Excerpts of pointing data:
══════════

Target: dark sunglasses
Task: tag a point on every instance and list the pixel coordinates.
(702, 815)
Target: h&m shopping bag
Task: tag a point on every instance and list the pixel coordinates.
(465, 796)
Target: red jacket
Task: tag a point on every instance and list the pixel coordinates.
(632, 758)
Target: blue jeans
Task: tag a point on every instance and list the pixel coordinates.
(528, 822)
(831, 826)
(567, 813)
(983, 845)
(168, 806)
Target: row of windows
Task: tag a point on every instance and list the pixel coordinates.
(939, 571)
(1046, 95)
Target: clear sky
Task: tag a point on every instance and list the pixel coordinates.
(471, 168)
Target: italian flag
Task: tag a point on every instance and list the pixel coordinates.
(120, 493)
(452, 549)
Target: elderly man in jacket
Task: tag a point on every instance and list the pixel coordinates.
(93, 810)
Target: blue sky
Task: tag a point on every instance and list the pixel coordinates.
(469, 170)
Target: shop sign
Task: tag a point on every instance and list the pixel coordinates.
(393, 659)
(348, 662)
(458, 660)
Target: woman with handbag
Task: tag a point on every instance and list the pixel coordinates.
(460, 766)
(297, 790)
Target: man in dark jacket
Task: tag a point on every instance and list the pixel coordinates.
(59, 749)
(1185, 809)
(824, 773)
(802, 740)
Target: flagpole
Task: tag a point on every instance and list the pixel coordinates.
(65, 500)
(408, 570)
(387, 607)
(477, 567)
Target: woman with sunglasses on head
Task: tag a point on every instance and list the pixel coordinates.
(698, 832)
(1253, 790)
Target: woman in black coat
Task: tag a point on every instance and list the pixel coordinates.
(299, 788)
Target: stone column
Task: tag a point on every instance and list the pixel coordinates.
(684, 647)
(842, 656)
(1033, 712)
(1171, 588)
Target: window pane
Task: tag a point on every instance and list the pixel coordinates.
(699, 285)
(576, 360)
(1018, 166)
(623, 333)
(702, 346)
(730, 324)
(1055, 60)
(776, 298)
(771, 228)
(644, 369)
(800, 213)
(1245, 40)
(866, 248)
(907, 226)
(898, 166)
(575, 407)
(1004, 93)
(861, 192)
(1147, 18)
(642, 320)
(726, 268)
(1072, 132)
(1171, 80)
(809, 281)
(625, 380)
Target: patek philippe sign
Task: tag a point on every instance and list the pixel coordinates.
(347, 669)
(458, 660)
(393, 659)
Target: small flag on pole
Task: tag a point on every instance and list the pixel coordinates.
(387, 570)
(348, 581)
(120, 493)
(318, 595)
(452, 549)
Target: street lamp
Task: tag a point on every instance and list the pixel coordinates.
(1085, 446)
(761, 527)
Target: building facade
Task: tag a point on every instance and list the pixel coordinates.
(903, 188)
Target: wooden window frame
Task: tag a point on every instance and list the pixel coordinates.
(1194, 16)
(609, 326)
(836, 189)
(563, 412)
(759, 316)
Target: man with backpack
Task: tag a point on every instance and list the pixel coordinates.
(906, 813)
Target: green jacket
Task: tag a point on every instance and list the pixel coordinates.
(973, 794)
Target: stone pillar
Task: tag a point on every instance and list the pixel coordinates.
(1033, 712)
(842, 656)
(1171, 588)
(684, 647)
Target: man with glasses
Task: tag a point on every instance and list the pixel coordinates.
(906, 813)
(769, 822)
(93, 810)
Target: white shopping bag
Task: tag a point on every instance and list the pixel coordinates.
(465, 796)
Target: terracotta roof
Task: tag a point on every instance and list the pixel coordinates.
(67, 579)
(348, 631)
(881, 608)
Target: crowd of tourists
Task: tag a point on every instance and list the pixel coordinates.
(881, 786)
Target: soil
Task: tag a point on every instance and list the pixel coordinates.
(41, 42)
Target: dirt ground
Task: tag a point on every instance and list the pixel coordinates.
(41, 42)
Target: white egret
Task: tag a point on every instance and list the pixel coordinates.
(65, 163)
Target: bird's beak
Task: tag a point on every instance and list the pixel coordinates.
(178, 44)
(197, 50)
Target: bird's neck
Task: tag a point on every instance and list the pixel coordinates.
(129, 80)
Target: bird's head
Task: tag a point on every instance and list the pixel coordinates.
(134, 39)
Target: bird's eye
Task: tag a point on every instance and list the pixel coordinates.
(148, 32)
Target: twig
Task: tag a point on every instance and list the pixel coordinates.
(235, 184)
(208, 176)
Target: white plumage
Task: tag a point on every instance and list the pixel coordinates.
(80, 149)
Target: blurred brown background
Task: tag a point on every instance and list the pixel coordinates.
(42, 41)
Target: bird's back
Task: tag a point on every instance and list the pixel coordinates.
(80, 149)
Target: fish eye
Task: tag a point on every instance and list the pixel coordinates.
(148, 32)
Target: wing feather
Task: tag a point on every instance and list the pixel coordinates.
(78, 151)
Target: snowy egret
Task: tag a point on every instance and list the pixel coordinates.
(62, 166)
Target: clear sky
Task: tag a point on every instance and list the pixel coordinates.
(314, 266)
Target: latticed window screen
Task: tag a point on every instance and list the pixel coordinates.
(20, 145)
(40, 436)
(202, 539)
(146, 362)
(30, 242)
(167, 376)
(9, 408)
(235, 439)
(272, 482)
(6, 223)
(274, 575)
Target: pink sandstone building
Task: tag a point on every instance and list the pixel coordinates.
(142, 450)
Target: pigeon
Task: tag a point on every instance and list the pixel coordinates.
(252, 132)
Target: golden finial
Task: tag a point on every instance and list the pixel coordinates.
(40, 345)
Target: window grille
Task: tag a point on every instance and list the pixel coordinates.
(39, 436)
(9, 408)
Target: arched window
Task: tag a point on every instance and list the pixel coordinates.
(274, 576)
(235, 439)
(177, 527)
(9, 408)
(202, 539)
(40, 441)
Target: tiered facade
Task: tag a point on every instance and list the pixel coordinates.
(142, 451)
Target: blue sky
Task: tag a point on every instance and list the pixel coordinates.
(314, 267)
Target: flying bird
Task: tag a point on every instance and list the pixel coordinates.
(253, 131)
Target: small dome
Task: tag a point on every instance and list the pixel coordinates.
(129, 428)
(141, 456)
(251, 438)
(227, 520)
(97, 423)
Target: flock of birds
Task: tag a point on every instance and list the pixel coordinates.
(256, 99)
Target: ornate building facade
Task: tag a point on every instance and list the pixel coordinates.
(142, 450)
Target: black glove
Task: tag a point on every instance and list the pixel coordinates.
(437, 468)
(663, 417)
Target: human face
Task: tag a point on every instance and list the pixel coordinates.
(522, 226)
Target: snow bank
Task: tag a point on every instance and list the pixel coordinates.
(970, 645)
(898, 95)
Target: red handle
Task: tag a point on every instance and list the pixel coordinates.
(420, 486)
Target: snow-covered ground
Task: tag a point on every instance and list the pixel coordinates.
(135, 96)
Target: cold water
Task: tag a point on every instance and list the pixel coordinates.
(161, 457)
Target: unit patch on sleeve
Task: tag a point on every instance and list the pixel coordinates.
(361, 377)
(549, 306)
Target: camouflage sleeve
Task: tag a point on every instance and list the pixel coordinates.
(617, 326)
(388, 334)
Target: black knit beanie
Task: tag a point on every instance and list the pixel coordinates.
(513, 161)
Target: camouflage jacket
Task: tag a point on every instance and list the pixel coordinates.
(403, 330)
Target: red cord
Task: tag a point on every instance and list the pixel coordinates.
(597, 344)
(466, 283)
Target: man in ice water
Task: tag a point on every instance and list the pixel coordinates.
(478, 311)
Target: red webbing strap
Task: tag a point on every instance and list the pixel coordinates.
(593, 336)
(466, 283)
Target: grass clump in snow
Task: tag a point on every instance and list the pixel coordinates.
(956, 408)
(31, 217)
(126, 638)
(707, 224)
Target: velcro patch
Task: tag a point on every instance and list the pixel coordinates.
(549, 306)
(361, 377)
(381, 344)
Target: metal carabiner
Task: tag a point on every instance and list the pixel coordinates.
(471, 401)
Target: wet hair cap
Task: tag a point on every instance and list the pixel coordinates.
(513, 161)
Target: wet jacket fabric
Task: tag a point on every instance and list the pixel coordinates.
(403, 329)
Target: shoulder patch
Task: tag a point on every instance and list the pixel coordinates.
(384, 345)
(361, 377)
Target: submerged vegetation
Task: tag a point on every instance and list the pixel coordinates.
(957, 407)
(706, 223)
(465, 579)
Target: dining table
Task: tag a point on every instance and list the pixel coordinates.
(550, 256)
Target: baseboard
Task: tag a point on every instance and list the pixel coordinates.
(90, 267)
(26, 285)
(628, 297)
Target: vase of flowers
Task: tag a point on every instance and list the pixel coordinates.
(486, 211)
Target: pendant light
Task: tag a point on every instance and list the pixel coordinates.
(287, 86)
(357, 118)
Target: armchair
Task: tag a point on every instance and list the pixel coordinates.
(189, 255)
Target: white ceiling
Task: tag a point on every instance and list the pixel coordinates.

══════════

SHORT EXERCISE: Exact repetition is required for the lines from the one that contains "Target: velcro patch" through the final line; leave out everything else.

RESPONSE FOR THIS EXERCISE:
Target: velcro patch
Task: tag a point on every instance and list the pixel coordinates.
(549, 306)
(361, 377)
(381, 344)
Target: metal carabiner
Task: tag a point on every instance and list the pixel coordinates.
(471, 401)
Target: wet hair cap
Task: tag a point on every instance and list the pixel coordinates.
(513, 161)
Target: wet jacket fabric
Task: tag a point on every instance and list the pixel coordinates.
(403, 329)
Target: shoulder patch
Task: tag a point on every instance and list the pixel coordinates.
(384, 345)
(361, 377)
Target: submerged vegetation
Task: tag a point on every instance and list the pixel coordinates.
(957, 407)
(706, 223)
(465, 579)
Target: dining table
Task: tag a point on every instance and list the pixel coordinates.
(550, 256)
Target: baseboard
Task: tag a point on every instance and list the pixel coordinates.
(90, 267)
(26, 285)
(628, 297)
Target: vase of flowers
Task: tag a point on every instance and list the pixel coordinates.
(486, 211)
Target: pendant light
Task: tag a point on every instance and list the pixel coordinates.
(287, 86)
(357, 118)
Target: armchair
Task: tag a point on every instance and list the pixel coordinates.
(189, 255)
Target: white ceiling
Task: tag a point on every instance and list the pixel coordinates.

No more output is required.